Reproduce all of the material below verbatim, omitting the pictures from your answer.
* Begin Records shown *
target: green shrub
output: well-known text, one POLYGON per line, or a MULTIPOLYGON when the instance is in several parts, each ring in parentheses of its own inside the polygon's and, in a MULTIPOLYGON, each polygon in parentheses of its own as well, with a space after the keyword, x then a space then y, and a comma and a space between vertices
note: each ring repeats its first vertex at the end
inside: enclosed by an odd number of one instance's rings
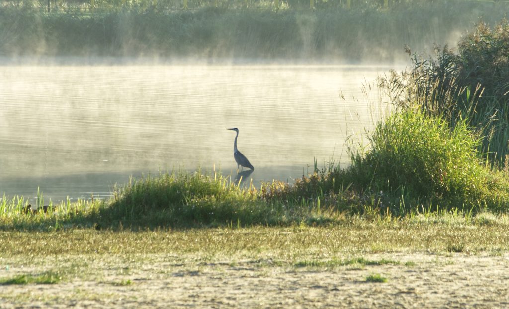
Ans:
POLYGON ((407 109, 369 134, 371 150, 356 163, 384 190, 404 188, 432 203, 476 204, 485 172, 476 153, 479 140, 464 122, 451 130, 439 117, 407 109))

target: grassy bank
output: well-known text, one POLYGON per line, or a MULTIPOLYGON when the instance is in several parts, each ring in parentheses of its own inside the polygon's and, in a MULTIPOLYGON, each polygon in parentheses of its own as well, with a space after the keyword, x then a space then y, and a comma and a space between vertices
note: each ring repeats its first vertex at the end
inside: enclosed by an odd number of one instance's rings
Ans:
POLYGON ((454 1, 388 10, 134 9, 93 15, 4 8, 0 55, 387 63, 406 60, 405 45, 422 50, 454 42, 479 17, 494 22, 507 9, 454 1))

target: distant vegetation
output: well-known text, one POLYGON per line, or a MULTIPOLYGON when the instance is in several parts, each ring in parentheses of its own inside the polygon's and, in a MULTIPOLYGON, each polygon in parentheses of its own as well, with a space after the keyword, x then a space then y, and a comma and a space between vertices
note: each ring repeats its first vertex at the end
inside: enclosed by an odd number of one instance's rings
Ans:
POLYGON ((477 148, 490 164, 509 164, 509 23, 477 23, 458 51, 437 46, 432 55, 411 55, 413 67, 381 79, 391 102, 418 106, 454 129, 466 122, 480 136, 477 148))
POLYGON ((406 60, 403 47, 455 41, 482 17, 500 20, 505 3, 346 0, 315 2, 11 2, 0 8, 0 55, 205 59, 210 61, 406 60), (248 8, 268 9, 243 9, 248 8), (179 9, 168 9, 169 7, 179 9))
POLYGON ((111 201, 37 213, 22 199, 4 197, 0 228, 315 226, 344 223, 346 216, 470 220, 507 213, 508 42, 503 20, 477 24, 457 52, 437 48, 419 58, 409 51, 413 67, 380 80, 393 112, 366 134, 369 145, 350 141, 346 168, 315 168, 292 185, 274 181, 260 189, 200 172, 162 174, 132 180, 111 201))

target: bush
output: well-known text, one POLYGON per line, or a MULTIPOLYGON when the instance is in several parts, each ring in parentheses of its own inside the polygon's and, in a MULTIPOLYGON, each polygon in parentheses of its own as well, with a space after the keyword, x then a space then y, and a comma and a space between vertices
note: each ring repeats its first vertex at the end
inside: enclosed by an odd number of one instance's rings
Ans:
POLYGON ((483 199, 486 171, 476 151, 479 139, 464 122, 451 130, 443 119, 409 109, 379 123, 369 138, 371 150, 355 164, 377 190, 404 188, 450 207, 483 199))
POLYGON ((492 30, 479 23, 460 40, 458 53, 447 46, 436 52, 414 54, 411 69, 381 78, 380 86, 398 107, 416 102, 450 127, 468 119, 483 136, 480 152, 501 167, 509 155, 509 23, 492 30))

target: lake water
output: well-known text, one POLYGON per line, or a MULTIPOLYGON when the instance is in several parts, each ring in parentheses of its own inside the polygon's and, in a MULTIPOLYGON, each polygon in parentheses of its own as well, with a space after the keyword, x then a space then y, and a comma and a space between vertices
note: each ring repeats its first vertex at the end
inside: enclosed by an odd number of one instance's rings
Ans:
POLYGON ((0 67, 0 194, 107 197, 130 176, 212 171, 291 182, 373 126, 387 66, 0 67), (364 86, 363 86, 363 85, 364 86))

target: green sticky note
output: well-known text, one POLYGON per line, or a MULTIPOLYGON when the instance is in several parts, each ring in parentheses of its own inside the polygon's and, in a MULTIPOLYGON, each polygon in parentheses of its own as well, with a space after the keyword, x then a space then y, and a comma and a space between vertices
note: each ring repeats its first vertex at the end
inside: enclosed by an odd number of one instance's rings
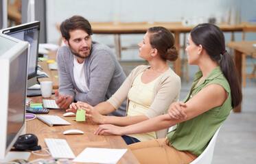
* End Records shown *
→ Answer to this problem
target: green shrub
output: well-known text, one POLYGON per line, or a MULTIPOLYGON when the instance is in several parts, each ring in parentheses of its own inside the polygon's and, in a MULTIPOLYGON, each polygon in parentheses of its own as well, with a space after the keyword, x then a space then y, and a comma and a space between vertices
note: each ring repeats its first vertex at the end
inside: enclosed by an odd number of one instance's rings
Ans:
POLYGON ((407 109, 369 134, 371 150, 356 163, 384 190, 404 188, 432 203, 476 204, 485 172, 476 153, 479 140, 464 122, 451 130, 439 117, 407 109))

target: grassy bank
output: well-known text, one POLYGON per line, or a MULTIPOLYGON when the instance is in several parts, each ring in parentheses of its own inside the polygon's and, in a MULTIPOLYGON, each polygon in parentheses of its own as well, with a space after the keyword, x then a space then y, and a comma and a space between vertices
note: each ring repeats its first vertex at the end
inside: enclosed by an odd number of one instance's rings
Ans:
POLYGON ((454 1, 388 10, 134 9, 93 15, 4 8, 0 55, 387 63, 406 60, 405 45, 422 50, 454 42, 479 17, 494 22, 507 9, 454 1))

target: distant vegetation
output: well-known text, one POLYGON per line, or a MULTIPOLYGON when the instance is in several parts, each ring in parentheses of its own inside the polygon's and, in a MULTIPOLYGON, each polygon in parentheses of its own as well, with a space after the keyword, x then a space then y, and a comma and a space between vertices
note: each ring repeats its first vertex at the end
inside: enclosed by an odd number of one instance's rings
Ans:
POLYGON ((477 148, 490 164, 509 164, 509 23, 477 23, 458 51, 437 46, 432 55, 411 55, 413 67, 381 79, 391 102, 418 106, 454 129, 466 122, 480 136, 477 148))
POLYGON ((406 60, 403 47, 455 41, 482 17, 500 20, 505 3, 346 0, 315 2, 11 2, 0 8, 0 55, 205 59, 210 61, 406 60), (248 8, 268 9, 243 9, 248 8), (179 9, 168 9, 169 7, 179 9))
POLYGON ((111 201, 37 213, 22 199, 4 197, 0 228, 315 226, 344 223, 346 216, 470 220, 507 213, 508 42, 503 20, 477 24, 457 52, 437 48, 419 58, 409 51, 413 67, 380 80, 393 112, 366 134, 369 145, 350 141, 346 168, 315 168, 292 185, 274 181, 260 189, 200 172, 162 174, 132 180, 111 201))

target: bush
output: well-known text, one POLYGON per line, or a MULTIPOLYGON when the instance is in several parts, each ring in parentheses of its own inside the polygon's and, in a MULTIPOLYGON, each polygon in parentheses of its own as well, with a space after the keyword, x then a space then y, and a comma and a space between vertices
note: each ring repeats its first vertex at the end
inside: enclosed by an odd number of one instance's rings
Ans:
POLYGON ((483 199, 486 171, 476 151, 479 139, 464 122, 451 130, 443 119, 409 109, 379 123, 369 138, 371 150, 355 164, 377 190, 404 188, 450 207, 483 199))
POLYGON ((492 30, 479 23, 460 40, 458 53, 447 46, 436 52, 414 54, 411 69, 381 78, 380 86, 398 107, 416 102, 450 127, 468 119, 483 136, 480 152, 501 167, 509 155, 509 23, 492 30))

target: lake water
output: well-known text, one POLYGON per line, or a MULTIPOLYGON when the instance is in several parts, each ring in parentheses of its own inside the polygon's and, in a MULTIPOLYGON, each polygon in parentheses of its own as well, with a space after the keyword, x then a space then y, and a comma and a space between vertices
note: each ring repeats its first vertex at the end
inside: enclosed by an odd number of one instance's rings
Ans:
POLYGON ((0 67, 0 194, 107 197, 130 176, 212 171, 291 182, 373 126, 387 66, 0 67), (364 86, 363 86, 363 85, 364 86))

target: green sticky note
output: well-known text, one POLYGON per line, or a MULTIPOLYGON when the instance is in several parts, each ring in parentheses of its own inside the polygon's and, in a MULTIPOLYGON, each polygon in parentheses of its own as well, with a space after the keyword, x then a space then y, and a comma and a space between vertices
note: each ring repeats its first vertex at the end
inside: enclosed by an odd number of one instance's rings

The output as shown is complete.